* Dataset entries *
----------------------------------------

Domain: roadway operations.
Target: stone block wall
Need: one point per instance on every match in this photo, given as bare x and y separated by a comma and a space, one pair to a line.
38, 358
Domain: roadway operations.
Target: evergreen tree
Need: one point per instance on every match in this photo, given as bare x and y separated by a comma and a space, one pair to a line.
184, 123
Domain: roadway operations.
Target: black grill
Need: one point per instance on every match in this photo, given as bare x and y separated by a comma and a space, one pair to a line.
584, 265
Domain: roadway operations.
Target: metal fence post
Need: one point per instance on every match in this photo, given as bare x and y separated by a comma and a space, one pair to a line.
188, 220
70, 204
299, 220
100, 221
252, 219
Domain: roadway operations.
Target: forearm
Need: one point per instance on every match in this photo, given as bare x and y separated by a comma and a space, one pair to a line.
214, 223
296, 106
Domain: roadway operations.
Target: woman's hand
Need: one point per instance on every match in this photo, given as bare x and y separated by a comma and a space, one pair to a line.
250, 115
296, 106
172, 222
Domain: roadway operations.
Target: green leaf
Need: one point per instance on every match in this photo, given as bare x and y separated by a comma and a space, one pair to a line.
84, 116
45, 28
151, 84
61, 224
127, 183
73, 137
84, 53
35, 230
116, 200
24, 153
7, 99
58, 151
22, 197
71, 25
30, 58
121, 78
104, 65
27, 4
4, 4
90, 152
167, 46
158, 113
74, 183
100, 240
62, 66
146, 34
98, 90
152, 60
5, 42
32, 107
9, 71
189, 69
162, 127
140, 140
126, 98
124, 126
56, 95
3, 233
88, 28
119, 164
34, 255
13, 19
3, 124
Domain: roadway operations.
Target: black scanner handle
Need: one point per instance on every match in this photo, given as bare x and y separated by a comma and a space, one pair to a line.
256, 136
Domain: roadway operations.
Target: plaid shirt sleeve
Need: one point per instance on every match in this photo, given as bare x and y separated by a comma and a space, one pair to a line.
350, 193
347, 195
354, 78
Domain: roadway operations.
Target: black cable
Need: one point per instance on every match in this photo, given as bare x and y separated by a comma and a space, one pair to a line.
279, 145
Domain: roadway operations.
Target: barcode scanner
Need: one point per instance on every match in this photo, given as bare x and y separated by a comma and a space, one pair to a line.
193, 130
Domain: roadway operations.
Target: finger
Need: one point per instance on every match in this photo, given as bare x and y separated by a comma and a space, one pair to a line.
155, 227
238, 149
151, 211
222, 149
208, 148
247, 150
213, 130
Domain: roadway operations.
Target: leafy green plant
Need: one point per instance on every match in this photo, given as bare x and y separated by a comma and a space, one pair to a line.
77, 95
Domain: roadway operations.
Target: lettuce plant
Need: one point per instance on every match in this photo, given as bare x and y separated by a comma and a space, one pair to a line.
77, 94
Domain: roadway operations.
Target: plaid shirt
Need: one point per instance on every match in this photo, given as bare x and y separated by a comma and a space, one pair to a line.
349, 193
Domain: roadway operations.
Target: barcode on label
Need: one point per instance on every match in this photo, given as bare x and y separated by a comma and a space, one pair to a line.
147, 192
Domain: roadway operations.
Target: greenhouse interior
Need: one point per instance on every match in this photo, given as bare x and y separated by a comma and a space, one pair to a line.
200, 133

----------------------------------------

Set down the listing in full, keeping every word exactly as it is.

* Response *
Domain: roadway operations.
Target: stone block wall
Need: one point per instance on every match in this photo, given as bare x and y separated by a comma and a space, one pair to a line.
38, 358
Domain: roadway operations.
Target: evergreen tree
Need: one point per instance on every match in this photo, given as bare x and y separated by a comma and a space, one pair to a line.
184, 123
Domain: roadway operations.
Target: black grill
Need: one point per instance on every match in this photo, given as bare x and y separated by a comma and a space, one pair to a line.
584, 265
Domain: roadway operations.
Target: metal fence post
Need: one point per instance on every match in this photo, given as bare x and y separated by a comma and a space, one pair to a line.
188, 220
70, 204
299, 220
100, 221
252, 219
Domain: roadway operations.
Target: forearm
Need: one point per instance on every match in this photo, given as bare x and y separated by a comma and a space, one pair to a line.
214, 223
296, 106
Domain: roadway operations.
Target: woman's hand
Need: one point per instance on every match in this photo, given as bare x and y separated by a comma and a space, one pair to a line.
250, 115
296, 106
172, 222
Domain: roadway operations.
Target: green leaf
Need: one point per instance on every match in this photo, given as bare x and y separated by a comma and a space, one pair to a line.
84, 116
45, 28
151, 84
61, 224
127, 183
73, 137
84, 53
35, 230
116, 200
24, 153
7, 99
58, 151
22, 197
71, 25
30, 58
121, 78
104, 65
27, 4
4, 4
90, 152
167, 46
158, 113
74, 183
100, 240
62, 66
146, 34
98, 90
152, 60
5, 42
32, 107
9, 71
189, 69
162, 127
140, 140
126, 98
124, 126
56, 95
3, 233
88, 28
119, 164
34, 255
13, 19
3, 124
Domain: roadway operations.
Target: black scanner handle
Need: one point per instance on every match in this photo, given as bare x and y separated by a comma and a space, one pair to a line.
256, 136
Domain: roadway operations.
Target: plaid shirt sleeve
Need: one point per instance on every match in this photo, given as bare x and y separated by a comma and a space, one pair to a line.
350, 193
347, 195
354, 78
Domain: roadway operations.
Target: black cable
Need: one point per instance on every match in this photo, given as bare x and y separated by a comma and a space, one pair to a line.
279, 145
Domain: roadway operations.
Target: barcode scanner
Need: one point per instance on every match in this photo, given as bare x and y separated by a comma and a space, one pair to a line.
193, 130
Domain: roadway operations.
Target: finger
Need: one point per instance on every match in this photo, given as bare x and y separated by a comma and a space, one pair to a line.
155, 227
238, 149
151, 211
222, 149
208, 148
247, 150
213, 130
Domain: roadway operations.
Target: leafy green plant
Need: one point per instance on every match in this photo, given as bare x and y separated by a comma and a space, one pair to a line.
77, 95
Domain: roadway operations.
Target: lettuce plant
Need: one point per instance on every match in this photo, given as bare x and y separated by a comma and a space, one pair to a line.
77, 94
Domain: roadway operations.
Target: plaid shirt
Need: one point per instance on every match in this photo, given as bare x and y separated by a comma and a space, one pair to a line.
349, 193
Domain: roadway operations.
Target: barcode on label
Need: one point per instance on every match in this photo, given as bare x and y separated by a comma and a space, one pair to a line.
147, 192
Domain: roadway operations.
Target: greenhouse interior
Need: one point per instance on every match in this photo, given as bare x and y separated by a comma and a space, one pair to a line.
200, 133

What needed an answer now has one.